--- START ---

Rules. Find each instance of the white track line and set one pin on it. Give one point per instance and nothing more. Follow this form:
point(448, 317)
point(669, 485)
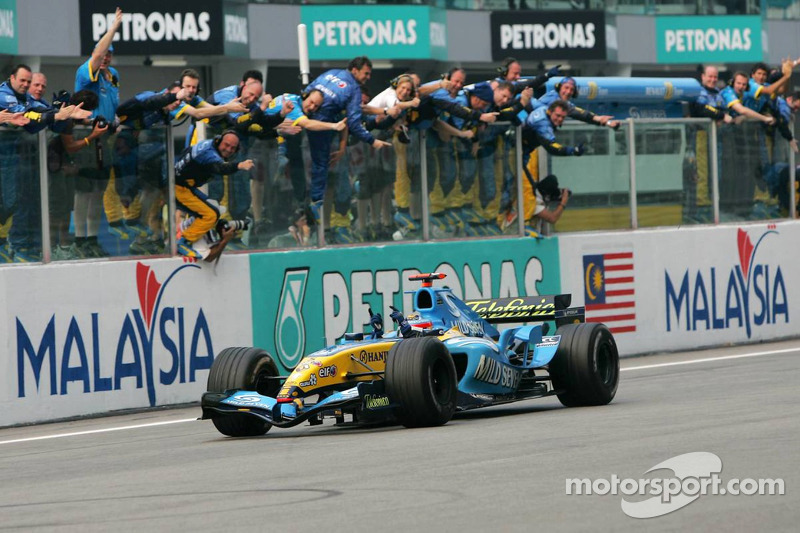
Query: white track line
point(105, 430)
point(643, 367)
point(712, 359)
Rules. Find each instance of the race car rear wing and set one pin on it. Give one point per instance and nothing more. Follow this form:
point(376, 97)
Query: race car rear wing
point(528, 309)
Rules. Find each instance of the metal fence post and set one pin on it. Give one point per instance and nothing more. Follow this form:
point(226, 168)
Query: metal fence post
point(632, 164)
point(173, 231)
point(714, 172)
point(520, 189)
point(792, 182)
point(424, 198)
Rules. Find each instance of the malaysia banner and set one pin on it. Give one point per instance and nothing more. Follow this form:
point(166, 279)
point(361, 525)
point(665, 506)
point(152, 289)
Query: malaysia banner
point(608, 288)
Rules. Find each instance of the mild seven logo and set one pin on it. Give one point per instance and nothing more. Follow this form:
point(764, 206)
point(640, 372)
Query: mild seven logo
point(138, 335)
point(744, 295)
point(290, 328)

--- END ---

# WORK INSTRUCTIONS
Only the text of the listing above should be copied, exactly and with pictures left out.

# SOLUTION FOR THIS PROBLEM
Rules. Find each instance of the white track line and set one pin on it. Give one point per instance and nothing more. Follow this form:
point(448, 317)
point(669, 485)
Query: white track line
point(105, 430)
point(643, 367)
point(712, 359)
Rules. Find each instance of the race car rear wing and set one pin on it. Give one point per instance and nothing more. Follow this form:
point(376, 97)
Query: race car rear wing
point(528, 309)
Rules. Find each instance of the metal fence post and set one pin on it. Give one point per instance and nothing more. Follow this form:
point(226, 168)
Query: metal fence post
point(632, 164)
point(173, 231)
point(714, 172)
point(520, 189)
point(792, 182)
point(424, 198)
Rules. Find each instance of the malaysia banner and set one pin on it. Give one point per instance and nothing more. Follow this form:
point(166, 279)
point(361, 525)
point(665, 506)
point(152, 289)
Query: malaysia banner
point(608, 288)
Rules. Find each instance of the mild seven logo and set one pin on it. Give one point per instance and nothing more. Follow this form:
point(764, 206)
point(640, 372)
Query: mild seven logo
point(138, 335)
point(744, 295)
point(290, 328)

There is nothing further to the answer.